[Start The records]
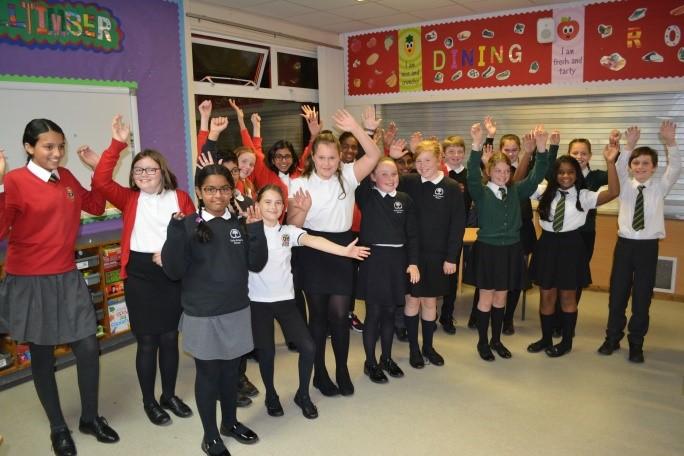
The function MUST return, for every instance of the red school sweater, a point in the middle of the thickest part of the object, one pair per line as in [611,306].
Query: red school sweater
[43,220]
[125,199]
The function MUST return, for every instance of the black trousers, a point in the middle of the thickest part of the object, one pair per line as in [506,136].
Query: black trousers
[634,269]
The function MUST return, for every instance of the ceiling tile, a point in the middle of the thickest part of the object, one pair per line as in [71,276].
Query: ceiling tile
[362,11]
[279,8]
[442,13]
[394,20]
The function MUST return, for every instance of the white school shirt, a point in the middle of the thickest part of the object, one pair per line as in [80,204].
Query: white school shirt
[330,211]
[152,217]
[654,197]
[274,282]
[572,218]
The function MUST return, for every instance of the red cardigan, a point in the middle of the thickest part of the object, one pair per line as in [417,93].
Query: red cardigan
[125,199]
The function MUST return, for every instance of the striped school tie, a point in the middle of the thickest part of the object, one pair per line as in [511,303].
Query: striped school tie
[559,215]
[638,220]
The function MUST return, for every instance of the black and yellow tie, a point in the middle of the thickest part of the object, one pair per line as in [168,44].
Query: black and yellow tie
[559,214]
[638,220]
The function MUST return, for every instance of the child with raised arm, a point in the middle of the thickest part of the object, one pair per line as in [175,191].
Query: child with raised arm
[497,264]
[641,224]
[152,299]
[212,251]
[560,262]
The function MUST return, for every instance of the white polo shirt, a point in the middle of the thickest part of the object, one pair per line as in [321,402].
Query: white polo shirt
[331,211]
[274,282]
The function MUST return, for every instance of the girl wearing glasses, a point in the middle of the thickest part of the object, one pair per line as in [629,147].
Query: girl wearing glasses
[152,299]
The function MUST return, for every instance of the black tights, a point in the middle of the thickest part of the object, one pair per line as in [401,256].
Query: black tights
[146,363]
[216,380]
[87,352]
[379,322]
[329,311]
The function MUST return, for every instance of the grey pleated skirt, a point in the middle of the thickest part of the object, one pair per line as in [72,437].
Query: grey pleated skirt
[46,309]
[226,336]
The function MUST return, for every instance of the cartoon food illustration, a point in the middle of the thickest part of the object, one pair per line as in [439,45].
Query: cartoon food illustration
[408,44]
[652,56]
[391,81]
[464,35]
[567,29]
[389,41]
[614,61]
[637,14]
[605,30]
[673,35]
[355,45]
[503,75]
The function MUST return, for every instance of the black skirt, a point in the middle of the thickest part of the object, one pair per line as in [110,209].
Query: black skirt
[560,261]
[322,273]
[382,277]
[153,301]
[496,267]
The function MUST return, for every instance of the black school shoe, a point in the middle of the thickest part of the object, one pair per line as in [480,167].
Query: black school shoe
[62,443]
[100,429]
[156,414]
[176,406]
[240,432]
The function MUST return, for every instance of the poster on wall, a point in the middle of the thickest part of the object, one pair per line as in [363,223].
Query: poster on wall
[570,44]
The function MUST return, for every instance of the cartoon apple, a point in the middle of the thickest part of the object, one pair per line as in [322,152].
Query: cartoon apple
[408,44]
[568,28]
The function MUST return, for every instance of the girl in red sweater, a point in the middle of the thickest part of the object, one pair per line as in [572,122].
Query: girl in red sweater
[44,300]
[152,299]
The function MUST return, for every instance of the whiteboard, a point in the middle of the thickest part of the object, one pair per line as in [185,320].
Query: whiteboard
[84,112]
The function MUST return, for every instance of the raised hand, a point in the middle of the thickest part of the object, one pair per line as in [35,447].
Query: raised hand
[614,138]
[667,132]
[610,153]
[345,121]
[414,274]
[253,214]
[541,136]
[369,120]
[415,138]
[88,156]
[397,148]
[302,200]
[390,134]
[632,135]
[528,143]
[356,252]
[311,116]
[205,109]
[120,131]
[554,138]
[477,134]
[490,126]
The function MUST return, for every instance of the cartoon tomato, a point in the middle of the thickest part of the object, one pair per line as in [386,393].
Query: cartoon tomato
[568,28]
[408,44]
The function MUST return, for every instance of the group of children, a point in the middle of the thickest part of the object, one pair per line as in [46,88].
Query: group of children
[223,272]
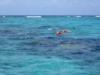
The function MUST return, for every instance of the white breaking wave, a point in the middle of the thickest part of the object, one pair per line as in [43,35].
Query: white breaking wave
[34,16]
[97,16]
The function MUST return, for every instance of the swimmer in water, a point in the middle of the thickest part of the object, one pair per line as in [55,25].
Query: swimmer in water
[59,33]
[End The records]
# Task directions:
Write out every record above word for word, omitting the pictures.

# Task output:
The function MUST return, for every instance of the red school sweater, a point in the middle of the thickest part of the object, one pair per line as in [611,306].
Query: red school sweater
[43,220]
[125,199]
The function MUST return, for every instance of the black trousers, a point in the middle of the thickest part of the object, one pair per line as in [506,136].
Query: black trousers
[634,269]
The function MUST return, for every instance of the ceiling tile, a point in the middle of the thickest part of the object, one pair per line as in [71,276].
Query: ceiling tile
[362,11]
[279,8]
[442,13]
[394,20]
The function MUST return, for every instance of the white school shirt, a point in the middle of the thickest part of the object, one pair per line as in [80,204].
Query: white school shirt
[330,211]
[152,217]
[654,197]
[274,282]
[572,218]
The function MUST return, for every instance of the red cardigan, a point in the middle of the thickest part of the object, one pair per line as in [417,93].
Query: red cardigan
[125,199]
The function MUST return, for every instance of the striped school tie, a point in the middle of the thickest part of the object, one pair per line as in [511,303].
Query: striped school tie
[559,215]
[638,220]
The function MUST return, for every instance of the black and yellow tie, a point in the middle of the thickest part of the object, one pair per line as in [168,44].
Query: black and yellow tie
[559,214]
[638,220]
The function MUST return, for every instance of the child with raised arm, a point in the middle of the thickest part of the object, one pair per line as in [175,191].
Query: child with raised arm
[497,264]
[641,224]
[152,299]
[212,251]
[560,262]
The function MUST return, for every instance of the white polo shirt, a point in the middle of the thickest part of the object, one pair per line as in [321,402].
Query: white polo shirt
[331,211]
[274,282]
The function MUST return, for every instance of the girl wearing glasses, a point in the middle of the thickest part of the object, one pair per line as in [629,147].
Query: girl wearing glasses
[152,299]
The function MUST return, for every instance of the black tights, a point in the middle of the thickest part of the object, one pair per line as in [401,256].
Query: black tights
[146,363]
[216,380]
[87,352]
[379,322]
[329,311]
The function MUST return, for every instance of the grey pleated skirt, a point in the middle of the thickest part of the object, one pair per line as in [72,437].
Query: grey pleated skirt
[46,309]
[226,336]
The function MUST return, for every instance of the cartoon food illustration, a point in the middle of the thickest part of the object, one pair per line as in [439,45].
Query: cartoon food illustration
[408,44]
[652,56]
[391,81]
[464,35]
[567,29]
[389,41]
[614,61]
[637,14]
[605,30]
[673,35]
[355,45]
[503,75]
The function MUST return, for every instance of the black skirt, a point in the middle of the thickest part of the object, one pair per line as in [110,209].
Query: black skirt
[560,261]
[322,273]
[382,277]
[153,301]
[496,267]
The function MUST return, for every instance of the black school shoe, a point in the middle of the thickest part of the object, one pair per line as in [480,167].
Query: black school shoe
[62,443]
[100,429]
[156,414]
[176,406]
[240,432]
The function MUST return, for every instance of the poster on wall, a point in the middle of the thickest part of the object, one pair per line as in [363,223].
Query: poster on wall
[570,44]
The function MUST return, for every instance of the cartoon apple, a point in the middle of the thickest part of the object, one pair per line as in [322,152].
Query: cartoon apple
[408,44]
[568,28]
The function MUST return, for every instance of the girl in red sweater, a point in the middle of the thickest part of the object, one pair per line as in [572,122].
Query: girl in red sweater
[44,300]
[152,299]
The function MUST return, for every instance of the whiteboard, a point in the middle of the thickest part of the object, one pair per line as in [185,320].
Query: whiteboard
[84,112]
The function MUST return, for every instance of the raised hand, a point in the middle of the thickest part of the object, one pair per line as in [35,447].
Query: raised hand
[614,138]
[667,132]
[610,153]
[345,121]
[414,274]
[253,214]
[541,136]
[369,120]
[415,138]
[88,156]
[397,148]
[302,200]
[390,134]
[632,135]
[528,143]
[356,252]
[311,116]
[205,109]
[120,131]
[554,138]
[477,134]
[490,126]
The function MUST return, for every instance of the cartoon tomato, a point in the middle of the thickest part of the object, one pair per line as in [386,393].
Query: cartoon tomato
[568,28]
[408,44]
The function MUST return, for every instance of the group of children, a point in the middle of the thickest part of the object, one pair per line as in [46,88].
Query: group of children
[223,272]
The function MUST return, for every instance of the white breaking wave, a point in the middle of the thickest part of the object, one pair per line as in [43,35].
Query: white breaking wave
[34,16]
[97,16]
The function MUST return, for every instance of the swimmer in water, a point in the middle of the thickest part of the object, one pair per line as in [55,25].
Query: swimmer in water
[59,33]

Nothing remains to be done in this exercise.